Description of the task
What are the lines from the one containing "Task: Indicate the lug" through the end of the listing below? Return them exactly, and only them.

Provided data
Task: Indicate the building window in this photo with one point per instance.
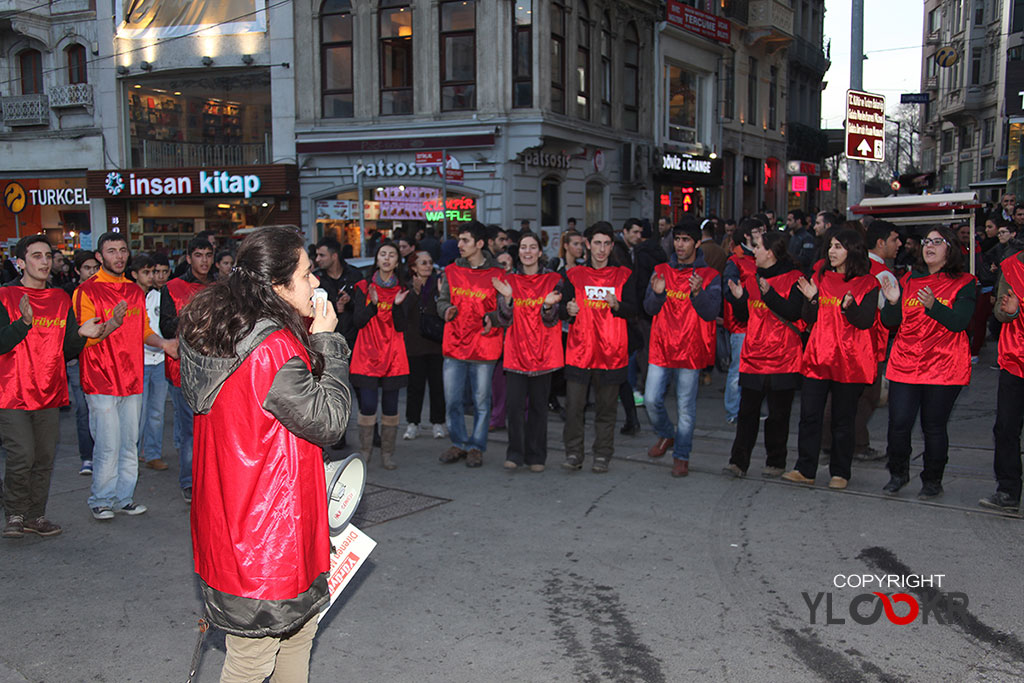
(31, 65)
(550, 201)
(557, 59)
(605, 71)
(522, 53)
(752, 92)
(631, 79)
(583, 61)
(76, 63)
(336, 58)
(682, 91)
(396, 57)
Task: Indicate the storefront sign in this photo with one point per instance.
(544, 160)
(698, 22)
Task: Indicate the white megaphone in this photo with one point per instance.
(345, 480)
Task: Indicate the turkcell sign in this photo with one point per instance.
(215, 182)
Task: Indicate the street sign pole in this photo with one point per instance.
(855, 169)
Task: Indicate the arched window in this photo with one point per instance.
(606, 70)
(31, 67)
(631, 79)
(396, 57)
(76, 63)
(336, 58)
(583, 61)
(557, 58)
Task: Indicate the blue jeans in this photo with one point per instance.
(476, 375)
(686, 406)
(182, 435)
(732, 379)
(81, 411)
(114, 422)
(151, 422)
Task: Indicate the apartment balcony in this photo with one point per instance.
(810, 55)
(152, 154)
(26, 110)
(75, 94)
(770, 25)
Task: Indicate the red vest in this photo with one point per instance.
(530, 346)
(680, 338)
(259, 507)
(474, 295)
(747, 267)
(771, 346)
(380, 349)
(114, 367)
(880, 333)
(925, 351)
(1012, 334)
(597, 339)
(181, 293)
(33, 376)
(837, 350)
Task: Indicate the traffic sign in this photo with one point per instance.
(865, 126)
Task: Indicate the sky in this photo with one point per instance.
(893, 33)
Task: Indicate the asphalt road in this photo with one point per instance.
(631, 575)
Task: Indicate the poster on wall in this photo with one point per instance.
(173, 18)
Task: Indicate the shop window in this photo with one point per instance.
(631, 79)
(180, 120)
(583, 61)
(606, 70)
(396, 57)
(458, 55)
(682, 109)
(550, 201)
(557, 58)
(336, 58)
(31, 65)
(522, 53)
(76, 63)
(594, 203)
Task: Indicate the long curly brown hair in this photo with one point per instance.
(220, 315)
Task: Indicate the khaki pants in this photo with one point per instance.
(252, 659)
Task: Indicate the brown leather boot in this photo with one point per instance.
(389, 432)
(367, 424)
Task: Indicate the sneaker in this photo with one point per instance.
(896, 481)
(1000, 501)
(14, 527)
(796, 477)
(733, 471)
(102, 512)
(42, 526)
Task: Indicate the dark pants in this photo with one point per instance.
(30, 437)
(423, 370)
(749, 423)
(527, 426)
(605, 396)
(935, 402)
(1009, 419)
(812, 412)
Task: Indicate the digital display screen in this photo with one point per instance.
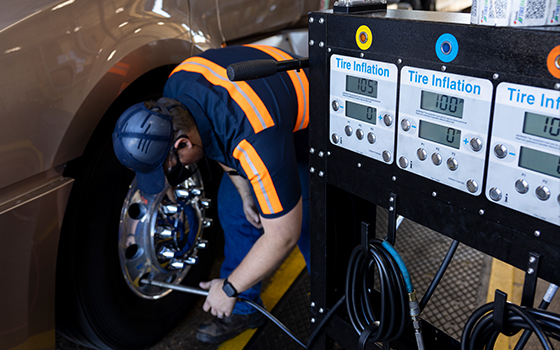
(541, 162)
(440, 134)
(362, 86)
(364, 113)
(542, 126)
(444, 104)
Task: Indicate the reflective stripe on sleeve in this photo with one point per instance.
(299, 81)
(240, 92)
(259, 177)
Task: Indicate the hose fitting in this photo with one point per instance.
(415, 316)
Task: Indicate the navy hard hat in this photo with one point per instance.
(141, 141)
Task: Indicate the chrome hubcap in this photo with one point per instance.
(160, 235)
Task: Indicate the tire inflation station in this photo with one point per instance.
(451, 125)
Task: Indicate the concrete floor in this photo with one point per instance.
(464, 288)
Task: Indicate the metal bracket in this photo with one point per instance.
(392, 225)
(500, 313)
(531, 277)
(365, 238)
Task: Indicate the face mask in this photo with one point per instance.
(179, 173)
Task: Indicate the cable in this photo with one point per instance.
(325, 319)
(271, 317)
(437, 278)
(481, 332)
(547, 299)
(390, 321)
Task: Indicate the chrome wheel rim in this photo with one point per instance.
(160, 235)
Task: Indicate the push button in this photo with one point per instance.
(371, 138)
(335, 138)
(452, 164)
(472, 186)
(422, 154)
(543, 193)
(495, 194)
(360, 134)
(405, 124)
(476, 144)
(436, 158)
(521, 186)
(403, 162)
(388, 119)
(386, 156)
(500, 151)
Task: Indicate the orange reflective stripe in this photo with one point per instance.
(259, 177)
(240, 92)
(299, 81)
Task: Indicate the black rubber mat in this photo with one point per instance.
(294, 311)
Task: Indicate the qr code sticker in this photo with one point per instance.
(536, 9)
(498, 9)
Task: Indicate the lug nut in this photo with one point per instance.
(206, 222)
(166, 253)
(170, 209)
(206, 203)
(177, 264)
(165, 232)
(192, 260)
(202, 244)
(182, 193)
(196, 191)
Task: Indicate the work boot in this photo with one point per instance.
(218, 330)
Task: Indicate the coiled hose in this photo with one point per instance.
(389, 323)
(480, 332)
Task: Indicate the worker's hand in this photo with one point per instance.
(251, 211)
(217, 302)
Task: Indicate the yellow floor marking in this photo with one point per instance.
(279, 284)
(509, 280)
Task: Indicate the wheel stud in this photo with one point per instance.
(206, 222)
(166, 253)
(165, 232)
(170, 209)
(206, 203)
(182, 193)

Response box
Task: Indicate the lug nut in this photo with one point per instance.
(206, 222)
(166, 253)
(170, 209)
(206, 203)
(177, 264)
(165, 232)
(192, 260)
(202, 244)
(182, 193)
(196, 191)
Task: Indicate the work boot in this photo with one point per instance.
(218, 330)
Task: Indicate the coiled hose in this photo with one point per instance.
(389, 323)
(480, 332)
Task: Indicate the worker's hand in this photo with one point per instance.
(251, 211)
(217, 302)
Task: Indicate the yellow floor marking in this photo with one point per instance.
(279, 284)
(509, 280)
Task: Indicate the wheel stud in this photo with one point per instance.
(206, 222)
(166, 253)
(165, 232)
(170, 209)
(206, 203)
(182, 193)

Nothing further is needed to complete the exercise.